• [TEXT SHOWN]
● ● ● ● ● ● ●

Beliefs, Facts, And Stupidity

We all rely on beliefs to get through life, but there’s a range of beliefs. There are beliefs based on hard verifiable facts; beliefs based only on wanting to believe; and beliefs that have elements of facts and elements of desire unfounded in hard reality.

Despite the beliefs of billions of people for tens of thousands of years, there still exists no replicable, verifiable proof that there is a god – or supreme deity. There are reports and prophets and scriptures, but there exists no proof of the sort required by science. Obviously, this hasn’t stopped people from believing in various deities, or for that matter, in believing there is no deity.

Every individual, one way or another, decides to what degree his or her beliefs are based on facts, rather than on considerations that cannot be supported by facts.

In this context “facts” present a problem. While the universe is complex, human understanding of that complexity continues to improve, but, all too often, that with that complexity comes a degree of uncertainty.

Covid-19 provides a good illustration. The early tests of the Moderna vaccine indicated an effectiveness of 94% in preventing symptomatic Covid-19 after the second dose. The Pfizer vaccine was rated at 95%. But even most of those few vaccinated individuals who do catch Covid and show symptoms only have mild symptoms. But the vaccines are not 100% effective. No vaccine is.

● ● ● ● ● ● ●

Stored entries:
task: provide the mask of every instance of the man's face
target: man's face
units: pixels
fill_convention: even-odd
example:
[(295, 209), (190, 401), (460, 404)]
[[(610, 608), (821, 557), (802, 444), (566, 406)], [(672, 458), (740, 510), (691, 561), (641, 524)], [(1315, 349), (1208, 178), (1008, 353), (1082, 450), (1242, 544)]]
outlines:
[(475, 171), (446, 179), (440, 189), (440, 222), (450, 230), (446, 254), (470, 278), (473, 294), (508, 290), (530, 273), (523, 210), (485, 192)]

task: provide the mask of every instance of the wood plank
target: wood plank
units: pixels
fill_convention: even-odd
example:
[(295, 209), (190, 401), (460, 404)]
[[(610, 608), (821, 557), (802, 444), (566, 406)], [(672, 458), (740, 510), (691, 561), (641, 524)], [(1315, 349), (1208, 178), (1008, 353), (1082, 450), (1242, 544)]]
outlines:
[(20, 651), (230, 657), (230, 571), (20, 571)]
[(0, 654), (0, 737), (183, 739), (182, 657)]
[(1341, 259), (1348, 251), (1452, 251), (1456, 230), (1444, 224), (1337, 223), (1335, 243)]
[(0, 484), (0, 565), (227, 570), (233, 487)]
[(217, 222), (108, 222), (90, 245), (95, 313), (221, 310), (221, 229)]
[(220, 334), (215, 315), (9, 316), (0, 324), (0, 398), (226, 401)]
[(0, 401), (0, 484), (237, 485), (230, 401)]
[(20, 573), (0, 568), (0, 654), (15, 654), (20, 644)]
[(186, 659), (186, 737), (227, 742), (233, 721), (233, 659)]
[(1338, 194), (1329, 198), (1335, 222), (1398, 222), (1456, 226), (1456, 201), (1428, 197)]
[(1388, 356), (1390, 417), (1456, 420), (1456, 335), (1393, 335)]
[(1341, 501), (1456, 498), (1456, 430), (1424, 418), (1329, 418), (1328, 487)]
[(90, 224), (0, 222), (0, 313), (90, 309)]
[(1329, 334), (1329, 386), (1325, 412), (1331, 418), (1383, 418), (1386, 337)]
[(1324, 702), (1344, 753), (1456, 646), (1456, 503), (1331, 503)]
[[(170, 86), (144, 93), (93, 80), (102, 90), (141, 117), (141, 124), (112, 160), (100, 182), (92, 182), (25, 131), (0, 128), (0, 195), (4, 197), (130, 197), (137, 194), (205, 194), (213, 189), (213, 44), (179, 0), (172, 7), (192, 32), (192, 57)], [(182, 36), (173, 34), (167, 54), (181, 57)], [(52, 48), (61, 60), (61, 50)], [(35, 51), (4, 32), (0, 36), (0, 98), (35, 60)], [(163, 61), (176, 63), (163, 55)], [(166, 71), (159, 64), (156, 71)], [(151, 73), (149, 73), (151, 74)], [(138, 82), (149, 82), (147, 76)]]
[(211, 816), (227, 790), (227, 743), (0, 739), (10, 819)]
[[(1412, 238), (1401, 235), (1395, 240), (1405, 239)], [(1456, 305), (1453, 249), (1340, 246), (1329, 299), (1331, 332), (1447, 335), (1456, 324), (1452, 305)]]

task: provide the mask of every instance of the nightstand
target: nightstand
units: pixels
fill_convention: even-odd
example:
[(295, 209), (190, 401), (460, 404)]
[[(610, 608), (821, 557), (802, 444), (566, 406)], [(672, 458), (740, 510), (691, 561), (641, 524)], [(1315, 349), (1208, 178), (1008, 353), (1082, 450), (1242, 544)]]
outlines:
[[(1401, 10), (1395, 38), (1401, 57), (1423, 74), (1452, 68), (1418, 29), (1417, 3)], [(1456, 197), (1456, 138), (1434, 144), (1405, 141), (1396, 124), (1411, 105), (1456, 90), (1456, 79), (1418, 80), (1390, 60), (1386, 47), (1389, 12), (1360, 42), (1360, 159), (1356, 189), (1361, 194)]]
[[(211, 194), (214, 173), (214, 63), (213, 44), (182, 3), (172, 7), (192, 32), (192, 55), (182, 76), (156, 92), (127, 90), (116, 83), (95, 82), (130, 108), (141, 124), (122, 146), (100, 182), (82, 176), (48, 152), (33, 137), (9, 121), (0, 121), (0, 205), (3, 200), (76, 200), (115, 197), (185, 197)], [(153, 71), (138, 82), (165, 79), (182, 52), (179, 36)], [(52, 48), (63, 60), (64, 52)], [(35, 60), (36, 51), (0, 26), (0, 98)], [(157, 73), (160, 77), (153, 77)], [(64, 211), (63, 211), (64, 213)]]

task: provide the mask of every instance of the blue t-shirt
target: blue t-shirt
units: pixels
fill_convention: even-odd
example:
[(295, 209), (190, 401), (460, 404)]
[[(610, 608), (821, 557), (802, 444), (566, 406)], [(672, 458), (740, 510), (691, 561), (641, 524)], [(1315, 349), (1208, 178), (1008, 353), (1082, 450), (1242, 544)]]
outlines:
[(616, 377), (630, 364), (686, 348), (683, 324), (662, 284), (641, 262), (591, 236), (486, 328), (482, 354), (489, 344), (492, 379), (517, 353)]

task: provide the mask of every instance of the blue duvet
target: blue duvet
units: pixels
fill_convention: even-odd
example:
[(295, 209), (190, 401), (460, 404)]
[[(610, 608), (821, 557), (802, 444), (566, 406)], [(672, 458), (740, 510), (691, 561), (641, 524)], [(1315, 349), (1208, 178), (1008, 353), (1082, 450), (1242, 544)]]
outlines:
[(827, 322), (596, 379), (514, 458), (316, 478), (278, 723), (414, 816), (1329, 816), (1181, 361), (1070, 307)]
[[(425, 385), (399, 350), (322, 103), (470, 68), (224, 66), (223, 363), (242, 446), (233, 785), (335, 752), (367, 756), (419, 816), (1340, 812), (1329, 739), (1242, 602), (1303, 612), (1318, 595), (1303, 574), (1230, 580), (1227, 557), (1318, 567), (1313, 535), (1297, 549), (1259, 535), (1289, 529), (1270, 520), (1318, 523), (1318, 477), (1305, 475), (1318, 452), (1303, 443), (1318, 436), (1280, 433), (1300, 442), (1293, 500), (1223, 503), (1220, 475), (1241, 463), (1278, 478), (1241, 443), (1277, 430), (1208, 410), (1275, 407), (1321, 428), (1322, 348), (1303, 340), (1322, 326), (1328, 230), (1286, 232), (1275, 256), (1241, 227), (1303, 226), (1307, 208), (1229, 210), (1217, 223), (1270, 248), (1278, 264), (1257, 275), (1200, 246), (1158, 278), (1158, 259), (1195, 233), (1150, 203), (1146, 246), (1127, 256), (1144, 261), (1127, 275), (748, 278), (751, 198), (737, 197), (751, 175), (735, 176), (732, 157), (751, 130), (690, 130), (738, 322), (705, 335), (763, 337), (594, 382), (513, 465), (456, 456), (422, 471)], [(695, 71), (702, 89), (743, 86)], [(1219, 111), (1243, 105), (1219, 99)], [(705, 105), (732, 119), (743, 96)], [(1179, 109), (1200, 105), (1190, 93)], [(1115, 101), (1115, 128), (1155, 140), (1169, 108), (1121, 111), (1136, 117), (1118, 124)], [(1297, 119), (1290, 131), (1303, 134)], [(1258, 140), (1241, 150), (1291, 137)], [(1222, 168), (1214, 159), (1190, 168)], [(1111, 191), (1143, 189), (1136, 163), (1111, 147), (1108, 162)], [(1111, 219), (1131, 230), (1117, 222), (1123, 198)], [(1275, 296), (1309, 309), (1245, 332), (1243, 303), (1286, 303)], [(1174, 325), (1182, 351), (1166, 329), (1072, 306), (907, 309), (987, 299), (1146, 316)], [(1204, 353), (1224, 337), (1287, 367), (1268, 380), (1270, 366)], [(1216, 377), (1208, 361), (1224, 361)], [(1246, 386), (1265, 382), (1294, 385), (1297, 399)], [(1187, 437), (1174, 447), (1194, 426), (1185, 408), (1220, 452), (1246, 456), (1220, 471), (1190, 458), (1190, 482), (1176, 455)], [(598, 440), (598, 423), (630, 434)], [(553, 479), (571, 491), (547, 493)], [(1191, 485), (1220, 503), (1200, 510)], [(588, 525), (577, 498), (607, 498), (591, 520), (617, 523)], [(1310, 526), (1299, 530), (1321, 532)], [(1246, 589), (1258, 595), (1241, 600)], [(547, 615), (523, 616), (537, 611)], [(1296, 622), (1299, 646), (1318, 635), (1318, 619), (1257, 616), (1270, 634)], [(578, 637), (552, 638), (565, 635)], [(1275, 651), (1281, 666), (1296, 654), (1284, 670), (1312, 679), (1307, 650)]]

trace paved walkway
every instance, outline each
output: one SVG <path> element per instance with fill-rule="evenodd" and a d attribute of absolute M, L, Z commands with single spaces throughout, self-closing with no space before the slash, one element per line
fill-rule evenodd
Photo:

● ● ● ● ● ● ●

• [TASKS TO CARRY OUT]
- a) Copy the passage of the essay on beliefs and facts from "We all rely" to "supported by facts.".
- b) For each statement, decide whether the essay on beliefs and facts agrees with it and answer yes or no, quoting the words of the essay that settle it. (i) Early tests of the Moderna vaccine showed 94% effectiveness against symptomatic Covid-19 after the second dose. (ii) The Pfizer vaccine was rated as 100% effective. (iii) Science has replicable, verifiable proof that a supreme deity exists.
- c) Pick up the essay on beliefs and facts where it stops, and write its next few paragraphs.

• [RESULTS OF THE EXERCISE]
- a)
We all rely on beliefs to get through life, but there’s a range of beliefs. There are beliefs based on hard verifiable facts; beliefs based only on wanting to believe; and beliefs that have elements of facts and elements of desire unfounded in hard reality.

Despite the beliefs of billions of people for tens of thousands of years, there still exists no replicable, verifiable proof that there is a god – or supreme deity. There are reports and prophets and scriptures, but there exists no proof of the sort required by science. Obviously, this hasn’t stopped people from believing in various deities, or for that matter, in believing there is no deity.

Every individual, one way or another, decides to what degree his or her beliefs are based on facts, rather than on considerations that cannot be supported by facts.

- b)
(i) Yes: "The early tests of the Moderna vaccine indicated an effectiveness of 94% in preventing symptomatic Covid-19 after the second dose."
(ii) No: "The Pfizer vaccine was rated at 95%."
(iii) No: "there still exists no replicable, verifiable proof that there is a god – or supreme deity."

- c)
Currently, the recent cases of Covid-19 are showing that 93-97% of hospitalized cases and deaths are in unvaccinated individuals. Those are hard facts. Yet in some states, such as Utah, barely half the population is vaccinated.

All the “belief” in the world won’t change the fact that 95% of people hospitalized for Covid-19 are unvaccinated.

The problem is that people seize on single “facts,” anecdotes, proclamations by individuals or politicians not based on ALL the facts as a confirmation of what they want to believe. There are almost always exceptions to anything, but wagering your life on exceptions isn’t the best of strategies.

The associated problem with people who do this, for whatever reason, including citing their “freedom,” is that they endanger others… and restrict those others’ pursuit of life, liberty, and happiness. Which means that they’re not only stupid, but selfish… and in a sense, also criminal because their failure to protect themselves can result in the unnecessary deaths of others.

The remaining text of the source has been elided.